━━━ Passage ━━━

Bakker's fictional novel Raptor Red tells of a year in the life of a female Utahraptor during the lower Cretaceous. In the story, Bakker elaborates on his knowledge of the behavior of dromaeosaurids ("raptor" dinosaurs) and life at the time of their existence.

==Religious beliefs==
As a Pentecostal, Ecumenical Christian minister, Bakker has said there is no real conflict between religion and science, and that evolution of species and geologic history is compatible with religious belief. Bakker views the Bible as an ethical and moral guide, rather than a literal timetable of events in the history of life. He has advised non-believers and creationists to read the views put forward by Saint Augustine, who argued against a literal understanding of the Book of Genesis.

==Influence on popular media==
Bakker's earliest known mass media appearance was in the 1976 Nova episode "The Hot-Blooded Dinosaurs" aired on WGBH Boston.

Bakker actively participated in the 1985 CBS documentary Dinosaur!, appearing several times in the programme. He appears in the 1989 BBC series Lost Worlds, Vanished Lives presented by David Attenborough, in the third episode Dinosaur discussing his theory regarding Tyrannosaurus rex and other theropods being warm-blooded animals. Bakker later renamed Attenborosaurus, a species of plesiosaur after Sir David.

Bakker was featured heavily in the documentary The Great Dinosaur Hunt, part of The Infinite Voyage series of documentaries. The Great Dinosaur Hunt first aired on January 4, 1989.

Bakker was an advisor for the 1992 PBS series, The Dinosaurs!. He had many appearances in the TLC television series Paleoworld, and was also among the advisors for the film Jurassic Park, with some of the early concept art being informed by Bakker's works. Bakker also appeared in the Sega CD version of Jurassic Park.

━━━

- Tasks and exercises:
1. According to the Bakker passage, what was Bakker's earliest known mass media appearance?
2. Using the Bakker passage, explain where the plesiosaur name Attenborosaurus comes from.
3. Continue the Bakker passage from its final sentence.
The data that follows is separate material and is not part of the Bakker passage.

━━━ Listed records ━━━

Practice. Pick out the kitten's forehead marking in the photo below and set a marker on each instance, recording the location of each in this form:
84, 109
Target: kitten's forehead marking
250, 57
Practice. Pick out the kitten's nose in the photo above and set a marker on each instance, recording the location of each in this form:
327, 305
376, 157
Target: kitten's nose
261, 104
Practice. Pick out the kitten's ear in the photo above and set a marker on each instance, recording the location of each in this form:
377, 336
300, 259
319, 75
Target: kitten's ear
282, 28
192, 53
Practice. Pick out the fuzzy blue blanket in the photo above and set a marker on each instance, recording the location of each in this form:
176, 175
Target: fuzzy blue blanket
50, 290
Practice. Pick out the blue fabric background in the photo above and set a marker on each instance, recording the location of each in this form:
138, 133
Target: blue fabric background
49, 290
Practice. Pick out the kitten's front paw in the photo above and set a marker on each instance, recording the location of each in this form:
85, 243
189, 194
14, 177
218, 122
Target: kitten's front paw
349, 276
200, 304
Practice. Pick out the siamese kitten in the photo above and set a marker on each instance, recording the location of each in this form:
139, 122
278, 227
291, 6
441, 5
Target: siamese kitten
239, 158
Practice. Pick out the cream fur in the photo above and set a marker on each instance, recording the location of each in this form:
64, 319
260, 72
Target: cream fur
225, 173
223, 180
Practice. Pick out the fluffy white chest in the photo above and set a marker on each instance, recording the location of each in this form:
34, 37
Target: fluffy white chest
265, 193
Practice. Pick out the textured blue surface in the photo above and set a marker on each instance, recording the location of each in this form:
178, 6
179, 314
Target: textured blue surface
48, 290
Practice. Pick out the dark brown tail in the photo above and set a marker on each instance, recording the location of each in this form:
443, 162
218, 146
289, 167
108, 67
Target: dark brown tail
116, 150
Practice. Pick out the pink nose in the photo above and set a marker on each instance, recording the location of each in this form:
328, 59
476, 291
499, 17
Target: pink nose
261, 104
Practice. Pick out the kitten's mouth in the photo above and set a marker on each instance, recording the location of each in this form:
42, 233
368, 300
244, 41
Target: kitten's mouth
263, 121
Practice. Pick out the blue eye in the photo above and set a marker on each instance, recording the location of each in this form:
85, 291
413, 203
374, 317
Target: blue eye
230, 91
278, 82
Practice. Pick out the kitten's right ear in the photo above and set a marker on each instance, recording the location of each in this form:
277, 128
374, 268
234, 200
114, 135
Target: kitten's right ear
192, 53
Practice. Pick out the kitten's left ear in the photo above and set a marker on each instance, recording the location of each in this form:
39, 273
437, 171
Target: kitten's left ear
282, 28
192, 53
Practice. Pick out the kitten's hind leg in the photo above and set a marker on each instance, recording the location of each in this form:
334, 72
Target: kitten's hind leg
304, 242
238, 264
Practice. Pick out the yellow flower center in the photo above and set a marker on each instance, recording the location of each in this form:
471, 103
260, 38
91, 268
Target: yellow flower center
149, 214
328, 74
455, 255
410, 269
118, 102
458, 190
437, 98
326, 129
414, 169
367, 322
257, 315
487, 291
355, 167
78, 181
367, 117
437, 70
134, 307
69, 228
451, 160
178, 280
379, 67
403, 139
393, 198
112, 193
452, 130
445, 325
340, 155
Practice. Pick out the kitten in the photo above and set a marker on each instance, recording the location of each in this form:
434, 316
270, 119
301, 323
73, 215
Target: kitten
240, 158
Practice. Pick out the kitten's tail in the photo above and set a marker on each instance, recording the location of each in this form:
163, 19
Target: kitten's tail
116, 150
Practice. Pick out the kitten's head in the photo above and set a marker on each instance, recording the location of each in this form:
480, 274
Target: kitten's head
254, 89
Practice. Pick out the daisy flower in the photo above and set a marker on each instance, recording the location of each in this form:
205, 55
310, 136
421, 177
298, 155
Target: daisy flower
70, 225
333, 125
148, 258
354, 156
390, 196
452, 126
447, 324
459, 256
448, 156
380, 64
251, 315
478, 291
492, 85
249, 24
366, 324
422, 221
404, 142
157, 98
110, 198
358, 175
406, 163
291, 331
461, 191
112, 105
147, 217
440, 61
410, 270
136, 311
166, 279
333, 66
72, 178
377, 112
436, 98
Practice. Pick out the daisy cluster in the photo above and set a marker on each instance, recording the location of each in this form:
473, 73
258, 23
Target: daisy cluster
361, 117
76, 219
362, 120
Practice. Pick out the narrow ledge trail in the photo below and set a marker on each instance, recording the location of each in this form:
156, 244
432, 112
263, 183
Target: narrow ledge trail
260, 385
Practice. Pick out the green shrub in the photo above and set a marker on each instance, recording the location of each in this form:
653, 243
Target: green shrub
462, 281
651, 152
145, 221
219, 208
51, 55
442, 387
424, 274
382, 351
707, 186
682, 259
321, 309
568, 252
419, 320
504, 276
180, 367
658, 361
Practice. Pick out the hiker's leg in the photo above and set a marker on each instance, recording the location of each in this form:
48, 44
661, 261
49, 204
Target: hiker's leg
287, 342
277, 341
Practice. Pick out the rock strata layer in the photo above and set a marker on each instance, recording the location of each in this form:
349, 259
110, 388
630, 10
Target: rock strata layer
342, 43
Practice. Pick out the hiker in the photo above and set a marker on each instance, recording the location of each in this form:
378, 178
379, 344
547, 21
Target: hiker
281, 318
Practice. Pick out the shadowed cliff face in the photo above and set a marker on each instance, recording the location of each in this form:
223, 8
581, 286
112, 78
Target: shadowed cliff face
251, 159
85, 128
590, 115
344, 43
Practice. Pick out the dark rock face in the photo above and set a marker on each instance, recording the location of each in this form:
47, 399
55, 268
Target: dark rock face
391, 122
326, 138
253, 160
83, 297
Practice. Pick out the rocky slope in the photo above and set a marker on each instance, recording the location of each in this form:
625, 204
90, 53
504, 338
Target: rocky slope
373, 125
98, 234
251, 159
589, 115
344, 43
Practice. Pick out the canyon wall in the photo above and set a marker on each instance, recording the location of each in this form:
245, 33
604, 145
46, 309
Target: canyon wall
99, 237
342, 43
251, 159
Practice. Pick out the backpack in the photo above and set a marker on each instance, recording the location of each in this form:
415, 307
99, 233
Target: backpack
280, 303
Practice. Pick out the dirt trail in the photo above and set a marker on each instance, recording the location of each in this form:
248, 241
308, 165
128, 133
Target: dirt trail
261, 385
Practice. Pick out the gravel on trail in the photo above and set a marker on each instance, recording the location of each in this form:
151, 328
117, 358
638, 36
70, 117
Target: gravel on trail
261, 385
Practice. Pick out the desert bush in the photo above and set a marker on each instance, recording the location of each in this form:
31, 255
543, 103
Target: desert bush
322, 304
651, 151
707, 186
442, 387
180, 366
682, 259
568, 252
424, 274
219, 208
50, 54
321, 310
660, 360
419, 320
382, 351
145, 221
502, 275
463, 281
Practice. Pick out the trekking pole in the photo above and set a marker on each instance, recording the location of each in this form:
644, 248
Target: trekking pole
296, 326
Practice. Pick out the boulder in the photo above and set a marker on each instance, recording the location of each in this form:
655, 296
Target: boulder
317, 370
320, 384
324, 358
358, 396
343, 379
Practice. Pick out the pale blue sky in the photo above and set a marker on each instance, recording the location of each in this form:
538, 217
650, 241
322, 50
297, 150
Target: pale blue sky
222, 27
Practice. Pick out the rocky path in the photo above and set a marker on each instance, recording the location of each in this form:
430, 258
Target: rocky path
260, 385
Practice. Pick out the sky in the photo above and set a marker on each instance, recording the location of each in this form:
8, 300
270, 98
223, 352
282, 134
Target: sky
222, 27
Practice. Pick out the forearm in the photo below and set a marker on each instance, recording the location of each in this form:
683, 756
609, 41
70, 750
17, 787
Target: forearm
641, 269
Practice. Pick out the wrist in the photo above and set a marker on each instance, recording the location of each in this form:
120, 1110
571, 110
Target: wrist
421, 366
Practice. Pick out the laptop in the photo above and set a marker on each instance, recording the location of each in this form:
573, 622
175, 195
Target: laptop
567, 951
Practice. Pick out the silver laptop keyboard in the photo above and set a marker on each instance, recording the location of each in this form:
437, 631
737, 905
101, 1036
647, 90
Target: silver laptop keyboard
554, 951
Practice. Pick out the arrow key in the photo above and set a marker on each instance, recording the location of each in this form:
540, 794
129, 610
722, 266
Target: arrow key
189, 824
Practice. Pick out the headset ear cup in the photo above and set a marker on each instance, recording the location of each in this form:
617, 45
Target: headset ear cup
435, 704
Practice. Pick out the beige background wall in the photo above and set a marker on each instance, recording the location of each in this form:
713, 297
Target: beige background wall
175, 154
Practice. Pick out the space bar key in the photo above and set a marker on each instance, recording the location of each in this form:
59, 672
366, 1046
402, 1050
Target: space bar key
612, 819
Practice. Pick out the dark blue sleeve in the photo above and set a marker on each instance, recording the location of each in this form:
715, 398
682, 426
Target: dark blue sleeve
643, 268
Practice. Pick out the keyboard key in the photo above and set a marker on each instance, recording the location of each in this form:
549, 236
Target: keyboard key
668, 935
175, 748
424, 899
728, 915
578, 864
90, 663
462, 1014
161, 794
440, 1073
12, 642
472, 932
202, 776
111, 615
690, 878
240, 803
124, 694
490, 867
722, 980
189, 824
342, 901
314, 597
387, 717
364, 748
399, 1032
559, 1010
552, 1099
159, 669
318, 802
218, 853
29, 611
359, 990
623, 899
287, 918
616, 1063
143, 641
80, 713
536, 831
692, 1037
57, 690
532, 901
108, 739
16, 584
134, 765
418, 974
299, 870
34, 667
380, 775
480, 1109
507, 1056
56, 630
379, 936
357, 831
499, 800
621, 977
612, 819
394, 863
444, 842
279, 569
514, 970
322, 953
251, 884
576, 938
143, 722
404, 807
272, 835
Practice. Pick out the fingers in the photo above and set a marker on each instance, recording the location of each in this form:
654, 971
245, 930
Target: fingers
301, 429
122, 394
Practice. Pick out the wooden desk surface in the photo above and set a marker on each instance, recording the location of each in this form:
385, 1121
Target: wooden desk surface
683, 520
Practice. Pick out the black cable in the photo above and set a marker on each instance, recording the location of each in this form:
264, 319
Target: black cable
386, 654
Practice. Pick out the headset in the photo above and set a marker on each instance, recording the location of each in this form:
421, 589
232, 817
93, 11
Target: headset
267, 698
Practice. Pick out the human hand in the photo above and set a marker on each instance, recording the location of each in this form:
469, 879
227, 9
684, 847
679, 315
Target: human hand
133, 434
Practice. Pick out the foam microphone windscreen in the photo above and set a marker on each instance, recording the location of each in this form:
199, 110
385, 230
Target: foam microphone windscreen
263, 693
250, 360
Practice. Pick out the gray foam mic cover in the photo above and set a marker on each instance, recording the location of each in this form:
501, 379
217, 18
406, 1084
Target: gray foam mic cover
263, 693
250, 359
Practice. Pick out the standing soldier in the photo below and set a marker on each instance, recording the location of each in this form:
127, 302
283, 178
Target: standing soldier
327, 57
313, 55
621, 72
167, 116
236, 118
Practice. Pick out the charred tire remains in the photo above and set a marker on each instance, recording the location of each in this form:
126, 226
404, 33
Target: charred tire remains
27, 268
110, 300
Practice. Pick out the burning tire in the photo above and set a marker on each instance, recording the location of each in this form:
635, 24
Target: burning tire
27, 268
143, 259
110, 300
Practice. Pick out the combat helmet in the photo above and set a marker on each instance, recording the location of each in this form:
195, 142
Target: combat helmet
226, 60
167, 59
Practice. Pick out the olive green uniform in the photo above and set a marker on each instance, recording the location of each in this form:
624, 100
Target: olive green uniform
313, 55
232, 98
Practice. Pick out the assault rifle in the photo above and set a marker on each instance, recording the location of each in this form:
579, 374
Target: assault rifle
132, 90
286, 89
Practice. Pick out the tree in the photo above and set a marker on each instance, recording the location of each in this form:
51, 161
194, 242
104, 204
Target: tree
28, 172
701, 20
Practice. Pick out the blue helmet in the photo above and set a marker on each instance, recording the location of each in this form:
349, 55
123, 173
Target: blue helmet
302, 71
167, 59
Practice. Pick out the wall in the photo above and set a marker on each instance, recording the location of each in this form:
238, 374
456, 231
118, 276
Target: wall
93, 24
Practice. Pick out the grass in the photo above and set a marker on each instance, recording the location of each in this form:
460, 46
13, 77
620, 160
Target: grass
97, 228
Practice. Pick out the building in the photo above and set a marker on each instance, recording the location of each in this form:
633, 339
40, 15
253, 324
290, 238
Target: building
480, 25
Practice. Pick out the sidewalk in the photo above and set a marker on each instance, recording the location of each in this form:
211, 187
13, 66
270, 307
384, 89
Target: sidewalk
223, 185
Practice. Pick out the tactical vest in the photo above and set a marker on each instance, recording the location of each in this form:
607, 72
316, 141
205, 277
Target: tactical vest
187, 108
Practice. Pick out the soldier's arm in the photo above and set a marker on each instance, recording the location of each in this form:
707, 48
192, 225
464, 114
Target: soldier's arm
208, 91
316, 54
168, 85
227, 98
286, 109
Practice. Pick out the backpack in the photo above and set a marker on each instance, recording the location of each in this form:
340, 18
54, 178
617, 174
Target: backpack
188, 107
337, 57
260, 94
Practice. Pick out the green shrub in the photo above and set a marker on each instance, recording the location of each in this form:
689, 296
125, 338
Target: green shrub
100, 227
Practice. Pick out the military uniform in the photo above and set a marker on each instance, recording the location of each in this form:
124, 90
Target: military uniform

━━━

- Task answers:
1. The 1976 Nova episode "The Hot-Blooded Dinosaurs," aired on WGBH Boston.

2. Bakker renamed this plesiosaur species after Sir David Attenborough. Attenborough presented the 1989 BBC series Lost Worlds, Vanished Lives, in which Bakker appeared.

3.
Dr. Bakker was a guest in episode 27 ("Surprise") of the Williams Street animated TV series Space Ghost Coast to Coast.

Bakker appears in the 1992 program Whatever Happened to the Dinosaurs? (released on videocasette) and was profiled on location at his Wyoming dinosaur excavation site in a 1992 episode of the Discover Magazine TV series on The Disney Channel.

Bakker and his 1986 book are mentioned in the original Jurassic Park. The bearded paleontologist Dr. Robert Burke, who is eaten by a Tyrannosaurus rex in Steven Spielberg's film The Lost World: Jurassic Park (released in 1997), is an affectionate caricature of Bakker. In real life, Bakker has argued for a predatory T. rex, while Bakker's rival paleontologist Jack Horner views it as primarily a scavenger. According to Horner, Spielberg wrote the character of Burke and had him killed by the T. rex as a favor for Horner. After the film came out, Bakker recognized himself in Burke, loved the caricature, and actually sent Horner a message saying, "See, I told you T. rex was a hunter!". In 1993, Bakker starred in a Sega Genesis: Jurassic Park TV commercial.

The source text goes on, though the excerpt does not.